→ Estratto della fonte:
All’Orologio, che era una cantina nata un po’ in ritardo e quindi ancora molto attiva, ho proseguito la mia ricerca autoriale, ho iniziato la collaborazione con la scrittrice Valeria Moretti facendo debuttare un gruppo di giovanissime attrici, danzatrici e musiciste. Negli altri teatri, di struttura tradizionale, anche se di piccole dimensioni, ho maturato il mio lavoro di attrice, spesso solista, interpretando testi di altri autori con cui ero venuta a contatto stringendo solide amicizie: Roberto Lerici, Stefano Benni, Ugo Chiti. Alla fine, negli anni 2000, ho trovato una nuova «casa» dove vivere il teatro, entrando nel gruppo del Teatro di Rifredi, diretto dal regista Angelo Savelli, a Firenze, proprio nel quartiere in cui sono nata.

Un vero ritorno a casa. È chiaro che il mio stile negli anni è cambiato, sono diventata un’interprete più che un’autrice o una regista. La sperimentazione è diventata il modo di approfondire la mia personalità e la mia recitazione. Non avendo più le energie e la megalomania della giovinezza, mi sono via via concentrata su quello che mi piaceva di più e mi riusciva meglio, rinunciando a coprire tutti i ruoli.

Non si può non parlare di tuo fratello Paolo e del vostro straordinario rapporto. Avete lavorato insieme in vari spettacoli. È stato dissacratore di luoghi comuni e pregiudizi. Cosa ricordi e cosa ti manca di quel rapporto ‘d’amore’ fraterno, concepito con intelligenza, abilità, cinismo surreale, creatività, irrisione impetuosa e sconfinata cultura?

→ Il tuo compito: Riporta senza modifiche il tratto dell'estratto sul teatro che va da "Un vero ritorno" fino a "e sconfinata cultura?" compreso.

→ Dati forniti:
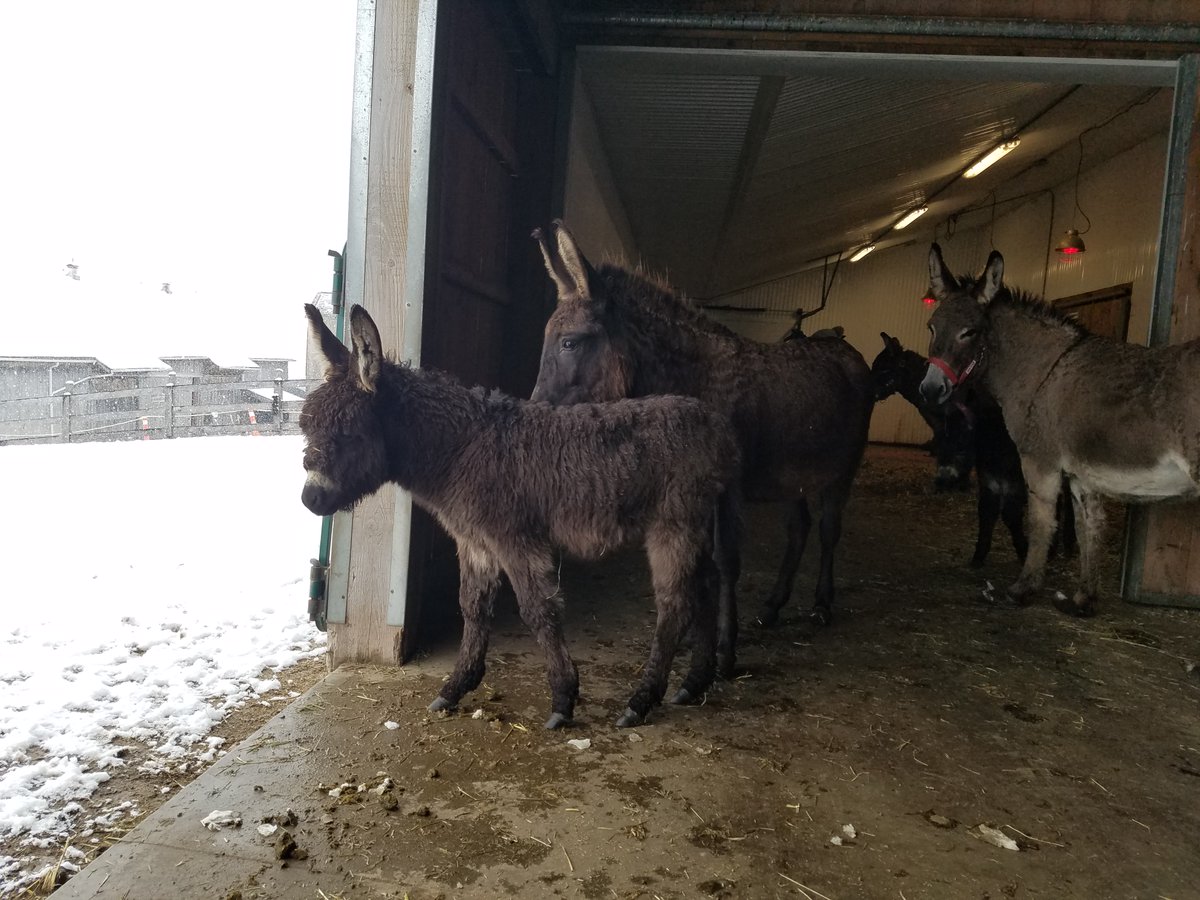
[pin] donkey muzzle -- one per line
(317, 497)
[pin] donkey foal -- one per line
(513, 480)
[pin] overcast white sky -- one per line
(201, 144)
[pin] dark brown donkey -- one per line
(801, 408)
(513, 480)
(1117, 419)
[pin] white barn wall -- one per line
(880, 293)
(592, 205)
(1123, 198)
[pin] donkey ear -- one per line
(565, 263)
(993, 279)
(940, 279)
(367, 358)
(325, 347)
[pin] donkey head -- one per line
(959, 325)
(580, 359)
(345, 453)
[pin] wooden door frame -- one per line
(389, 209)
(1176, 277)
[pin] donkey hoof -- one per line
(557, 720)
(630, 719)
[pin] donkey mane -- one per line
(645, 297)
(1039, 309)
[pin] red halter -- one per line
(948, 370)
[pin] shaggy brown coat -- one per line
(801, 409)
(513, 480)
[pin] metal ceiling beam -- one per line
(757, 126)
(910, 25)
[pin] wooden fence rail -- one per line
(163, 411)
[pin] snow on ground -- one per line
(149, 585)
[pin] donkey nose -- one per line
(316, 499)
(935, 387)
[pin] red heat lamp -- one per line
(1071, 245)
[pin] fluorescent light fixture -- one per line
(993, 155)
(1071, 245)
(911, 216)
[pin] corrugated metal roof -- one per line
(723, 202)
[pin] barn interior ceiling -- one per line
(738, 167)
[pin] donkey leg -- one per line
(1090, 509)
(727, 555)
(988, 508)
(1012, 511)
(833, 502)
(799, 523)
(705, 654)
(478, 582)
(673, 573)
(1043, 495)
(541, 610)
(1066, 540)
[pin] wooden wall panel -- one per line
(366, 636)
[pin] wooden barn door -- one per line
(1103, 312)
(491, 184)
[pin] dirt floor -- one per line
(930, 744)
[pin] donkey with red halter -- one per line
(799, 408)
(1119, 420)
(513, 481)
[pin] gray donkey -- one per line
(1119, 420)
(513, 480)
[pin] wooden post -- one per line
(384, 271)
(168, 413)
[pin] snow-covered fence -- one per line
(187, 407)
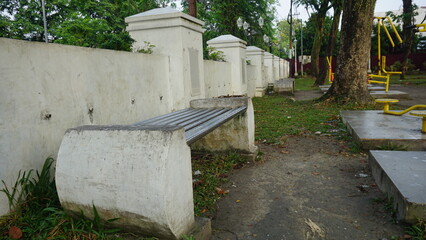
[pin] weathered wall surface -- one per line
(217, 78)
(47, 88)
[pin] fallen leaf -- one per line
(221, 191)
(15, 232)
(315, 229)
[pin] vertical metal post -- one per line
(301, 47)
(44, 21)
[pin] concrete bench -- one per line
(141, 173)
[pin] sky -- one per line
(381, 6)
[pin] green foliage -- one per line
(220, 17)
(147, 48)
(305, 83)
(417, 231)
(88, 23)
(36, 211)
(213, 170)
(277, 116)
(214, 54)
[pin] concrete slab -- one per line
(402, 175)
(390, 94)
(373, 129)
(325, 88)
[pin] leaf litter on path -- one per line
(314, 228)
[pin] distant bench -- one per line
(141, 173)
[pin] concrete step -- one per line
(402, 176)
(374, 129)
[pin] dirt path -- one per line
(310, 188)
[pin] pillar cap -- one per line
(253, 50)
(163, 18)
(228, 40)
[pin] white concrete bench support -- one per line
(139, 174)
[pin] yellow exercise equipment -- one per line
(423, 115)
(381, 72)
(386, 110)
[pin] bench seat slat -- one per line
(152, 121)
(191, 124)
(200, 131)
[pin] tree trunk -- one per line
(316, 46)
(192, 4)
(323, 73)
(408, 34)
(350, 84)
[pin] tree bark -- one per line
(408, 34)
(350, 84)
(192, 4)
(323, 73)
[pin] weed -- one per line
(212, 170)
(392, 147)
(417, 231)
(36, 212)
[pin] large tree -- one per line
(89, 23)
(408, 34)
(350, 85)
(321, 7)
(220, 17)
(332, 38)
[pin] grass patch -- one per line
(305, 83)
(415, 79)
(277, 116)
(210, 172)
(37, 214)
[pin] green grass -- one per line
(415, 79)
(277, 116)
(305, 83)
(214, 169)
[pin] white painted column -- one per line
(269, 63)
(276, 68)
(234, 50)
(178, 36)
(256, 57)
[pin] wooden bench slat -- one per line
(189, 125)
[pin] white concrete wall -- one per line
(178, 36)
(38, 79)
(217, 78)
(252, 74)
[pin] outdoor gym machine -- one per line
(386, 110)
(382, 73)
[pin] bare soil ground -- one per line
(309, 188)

==

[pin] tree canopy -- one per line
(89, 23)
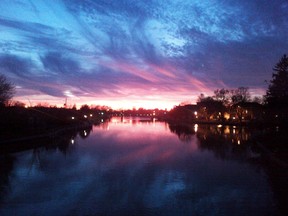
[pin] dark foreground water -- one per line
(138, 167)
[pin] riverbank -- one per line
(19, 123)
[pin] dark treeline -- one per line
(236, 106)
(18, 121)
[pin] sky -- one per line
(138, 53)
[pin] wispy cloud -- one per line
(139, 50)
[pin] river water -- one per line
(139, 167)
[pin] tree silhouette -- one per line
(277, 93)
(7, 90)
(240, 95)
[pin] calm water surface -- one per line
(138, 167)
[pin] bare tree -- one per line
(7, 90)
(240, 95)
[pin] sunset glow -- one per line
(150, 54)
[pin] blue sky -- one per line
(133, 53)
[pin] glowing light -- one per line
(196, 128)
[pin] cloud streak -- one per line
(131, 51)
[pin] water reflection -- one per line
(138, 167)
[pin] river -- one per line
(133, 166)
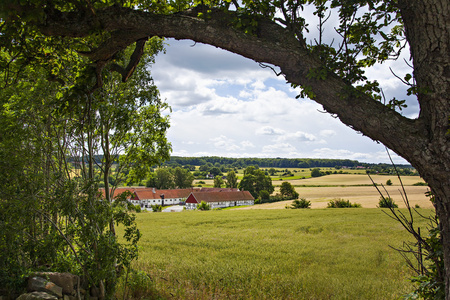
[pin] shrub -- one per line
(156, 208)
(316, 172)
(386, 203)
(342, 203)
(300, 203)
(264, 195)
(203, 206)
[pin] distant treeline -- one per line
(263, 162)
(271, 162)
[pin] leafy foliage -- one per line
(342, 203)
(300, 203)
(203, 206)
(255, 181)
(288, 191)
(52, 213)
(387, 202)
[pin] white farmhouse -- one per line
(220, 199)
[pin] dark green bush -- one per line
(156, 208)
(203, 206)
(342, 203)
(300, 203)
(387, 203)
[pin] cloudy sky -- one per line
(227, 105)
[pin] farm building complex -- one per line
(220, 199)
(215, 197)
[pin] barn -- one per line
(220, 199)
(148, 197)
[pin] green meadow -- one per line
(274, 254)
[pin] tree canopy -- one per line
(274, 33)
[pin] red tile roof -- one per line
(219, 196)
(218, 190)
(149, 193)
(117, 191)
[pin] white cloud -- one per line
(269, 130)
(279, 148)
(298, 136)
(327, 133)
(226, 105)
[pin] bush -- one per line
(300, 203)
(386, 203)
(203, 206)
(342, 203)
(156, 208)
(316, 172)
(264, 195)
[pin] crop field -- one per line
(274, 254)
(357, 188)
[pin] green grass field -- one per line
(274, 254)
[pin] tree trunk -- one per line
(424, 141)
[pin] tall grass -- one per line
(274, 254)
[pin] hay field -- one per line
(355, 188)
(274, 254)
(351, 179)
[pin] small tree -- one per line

→ Soluzione:
Un vero ritorno a casa. È chiaro che il mio stile negli anni è cambiato, sono diventata un’interprete più che un’autrice o una regista. La sperimentazione è diventata il modo di approfondire la mia personalità e la mia recitazione. Non avendo più le energie e la megalomania della giovinezza, mi sono via via concentrata su quello che mi piaceva di più e mi riusciva meglio, rinunciando a coprire tutti i ruoli.

Non si può non parlare di tuo fratello Paolo e del vostro straordinario rapporto. Avete lavorato insieme in vari spettacoli. È stato dissacratore di luoghi comuni e pregiudizi. Cosa ricordi e cosa ti manca di quel rapporto ‘d’amore’ fraterno, concepito con intelligenza, abilità, cinismo surreale, creatività, irrisione impetuosa e sconfinata cultura?